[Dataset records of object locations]
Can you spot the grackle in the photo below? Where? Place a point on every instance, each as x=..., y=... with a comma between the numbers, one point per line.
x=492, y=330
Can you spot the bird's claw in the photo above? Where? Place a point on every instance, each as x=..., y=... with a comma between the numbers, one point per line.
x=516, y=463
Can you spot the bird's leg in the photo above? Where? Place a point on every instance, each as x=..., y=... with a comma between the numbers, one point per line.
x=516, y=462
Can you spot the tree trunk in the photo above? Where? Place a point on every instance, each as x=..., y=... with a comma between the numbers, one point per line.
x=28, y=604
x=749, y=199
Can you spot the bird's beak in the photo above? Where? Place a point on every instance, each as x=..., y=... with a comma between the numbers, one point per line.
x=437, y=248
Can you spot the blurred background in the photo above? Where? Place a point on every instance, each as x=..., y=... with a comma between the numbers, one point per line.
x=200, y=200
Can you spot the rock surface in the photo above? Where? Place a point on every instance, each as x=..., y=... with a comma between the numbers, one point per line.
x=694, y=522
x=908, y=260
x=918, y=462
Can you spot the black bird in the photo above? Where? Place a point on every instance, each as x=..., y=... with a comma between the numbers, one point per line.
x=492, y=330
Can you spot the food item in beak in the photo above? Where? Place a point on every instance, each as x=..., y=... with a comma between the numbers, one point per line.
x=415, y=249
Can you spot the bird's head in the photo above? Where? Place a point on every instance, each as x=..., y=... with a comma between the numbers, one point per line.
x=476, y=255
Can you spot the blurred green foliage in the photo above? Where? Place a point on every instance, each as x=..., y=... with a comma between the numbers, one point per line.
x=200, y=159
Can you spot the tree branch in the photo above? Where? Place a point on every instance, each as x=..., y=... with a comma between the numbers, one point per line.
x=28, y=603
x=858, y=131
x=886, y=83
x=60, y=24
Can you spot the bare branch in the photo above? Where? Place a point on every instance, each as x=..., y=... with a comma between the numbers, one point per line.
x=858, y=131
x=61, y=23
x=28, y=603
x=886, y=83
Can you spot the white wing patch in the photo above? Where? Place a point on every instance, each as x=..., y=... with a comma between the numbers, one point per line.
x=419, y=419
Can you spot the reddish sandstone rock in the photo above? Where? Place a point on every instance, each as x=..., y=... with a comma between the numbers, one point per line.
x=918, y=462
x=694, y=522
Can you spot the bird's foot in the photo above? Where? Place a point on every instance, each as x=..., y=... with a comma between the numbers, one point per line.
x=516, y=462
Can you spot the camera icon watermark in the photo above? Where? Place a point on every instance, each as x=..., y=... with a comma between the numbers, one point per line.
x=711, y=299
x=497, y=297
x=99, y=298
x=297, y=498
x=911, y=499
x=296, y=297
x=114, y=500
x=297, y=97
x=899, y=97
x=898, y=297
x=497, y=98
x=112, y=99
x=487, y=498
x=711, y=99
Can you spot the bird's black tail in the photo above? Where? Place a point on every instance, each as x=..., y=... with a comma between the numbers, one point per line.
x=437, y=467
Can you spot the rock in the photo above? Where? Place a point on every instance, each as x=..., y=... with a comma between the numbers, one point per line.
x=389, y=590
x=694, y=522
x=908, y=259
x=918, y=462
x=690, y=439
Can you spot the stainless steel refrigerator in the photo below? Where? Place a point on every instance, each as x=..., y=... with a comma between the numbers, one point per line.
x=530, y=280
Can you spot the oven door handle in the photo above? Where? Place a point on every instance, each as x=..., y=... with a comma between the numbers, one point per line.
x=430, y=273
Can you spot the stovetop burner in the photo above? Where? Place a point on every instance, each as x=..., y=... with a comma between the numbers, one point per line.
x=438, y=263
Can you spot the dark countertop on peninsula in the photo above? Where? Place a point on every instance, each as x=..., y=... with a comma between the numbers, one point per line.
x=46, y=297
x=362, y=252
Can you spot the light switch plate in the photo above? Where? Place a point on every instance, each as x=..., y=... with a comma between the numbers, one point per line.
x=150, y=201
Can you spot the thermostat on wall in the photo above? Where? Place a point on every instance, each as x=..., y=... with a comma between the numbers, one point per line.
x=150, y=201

* _SET TASK_
Reproduce the rows above line for line, with no changes.

* _ANSWER TO THE TASK_
Can you spot the grackle in the photo below? Where? Place a point on every instance, each as x=..., y=... with a comma between the numbers, one point per line.
x=492, y=330
Can you spot the bird's claw in the photo above? Where? Place a point on every instance, each as x=..., y=... with a comma between the numbers, one point per line.
x=516, y=463
Can you spot the bird's leg in the photo above? Where? Place a point on every instance, each as x=..., y=... with a comma between the numbers, one point per line.
x=516, y=462
Can you spot the tree trunk in the photo above? Where? Place a point on every instance, each as x=..., y=... with a comma between the numbers, one point per line.
x=28, y=604
x=749, y=199
Can you spot the bird's beak in the photo above? Where? Place a point on every instance, each as x=..., y=... with a comma between the numbers, one point per line.
x=437, y=248
Can you spot the blurred background in the photo above? Where? Place a point on every instance, each as x=..., y=... with a comma between the numbers, one point per line.
x=200, y=200
Can you spot the rock surface in the photo above? Where? Place a point on every instance, each as x=..., y=... with a comma between the numbers, one point per line.
x=694, y=522
x=908, y=260
x=918, y=462
Can you spot the black bird in the photo above? Where? Place a point on every instance, each as x=..., y=... with a comma between the numbers, one point per line.
x=492, y=330
Can you spot the food item in beak in the photo above? Where? Place a point on every instance, each as x=..., y=... with a comma between the numbers, one point per line.
x=415, y=249
Can you spot the bird's head in the photo above? Where? Place a point on every instance, each as x=..., y=... with a comma between the numbers, one point per line.
x=476, y=255
Can you spot the blurred green foliage in the photo above? Where? Place a point on every instance, each as x=..., y=... with a comma between the numbers, one point per line.
x=200, y=159
Can you spot the tree branch in the photo above? Where? Place a point on every instance, each as x=..., y=... with a comma between the numbers, one point per line.
x=28, y=603
x=858, y=131
x=886, y=83
x=60, y=24
Can you spot the bare branch in the photo above? Where? Place a point on every instance, each as x=..., y=... with a comma between the numbers, one point per line.
x=858, y=131
x=61, y=23
x=28, y=603
x=886, y=83
Can you spot the white wing patch in the photo above? Where? Place a point on every instance, each as x=..., y=... with a comma between the numbers, one point per line.
x=419, y=419
Can you spot the reddish sandstone rock in the photo above? Where? Place a point on every instance, each as x=..., y=... with a comma between the numbers, one point per line.
x=918, y=462
x=694, y=522
Can you spot the bird's foot in the photo above? Where? Place a point on every instance, each as x=..., y=... with a comma between the numbers, one point per line.
x=516, y=462
Can you spot the camera icon watermark in the photo above? Where? Place a point on every instance, each as x=..., y=... with a comma between the numbers, one point per line.
x=711, y=299
x=497, y=297
x=99, y=298
x=297, y=498
x=911, y=499
x=296, y=297
x=114, y=500
x=297, y=97
x=899, y=97
x=898, y=297
x=497, y=98
x=112, y=99
x=487, y=498
x=711, y=99
Can you spot the bird's black tail in the photo above? Where? Place a point on every instance, each as x=..., y=... with a comma between the numbers, one point per line.
x=437, y=467
Can you spot the rock in the photo above? Where? Place a point on every instance, each as x=..., y=... with a comma between the numbers, one point per line.
x=389, y=590
x=694, y=522
x=908, y=259
x=918, y=462
x=690, y=439
Can you spot the stainless steel refrigerator in the photo below? Where? Place a point on every instance, each as x=..., y=... with a comma between the numbers, one point per line.
x=530, y=280
Can you spot the oven door handle in the photo above? Where? Place a point on every instance, each as x=..., y=... with a comma between the numbers, one point per line.
x=430, y=273
Can you spot the stovetop burner in the photo above? Where? Place a point on every instance, each as x=..., y=... with a comma between the numbers, one point per line.
x=438, y=263
Can you spot the dark countertop on peninsula in the photo above? Where? Place a point on every instance, each as x=..., y=... with a comma between the numbers, one point per line.
x=46, y=297
x=362, y=252
Can you spot the light switch plate in the photo above? Where? Place a point on every instance, each as x=..., y=... with a comma between the numbers, one point per line.
x=150, y=201
Can you spot the thermostat on wall in the photo above? Where? Place a point on every instance, each as x=..., y=... with a comma between the numbers, one point per line.
x=150, y=201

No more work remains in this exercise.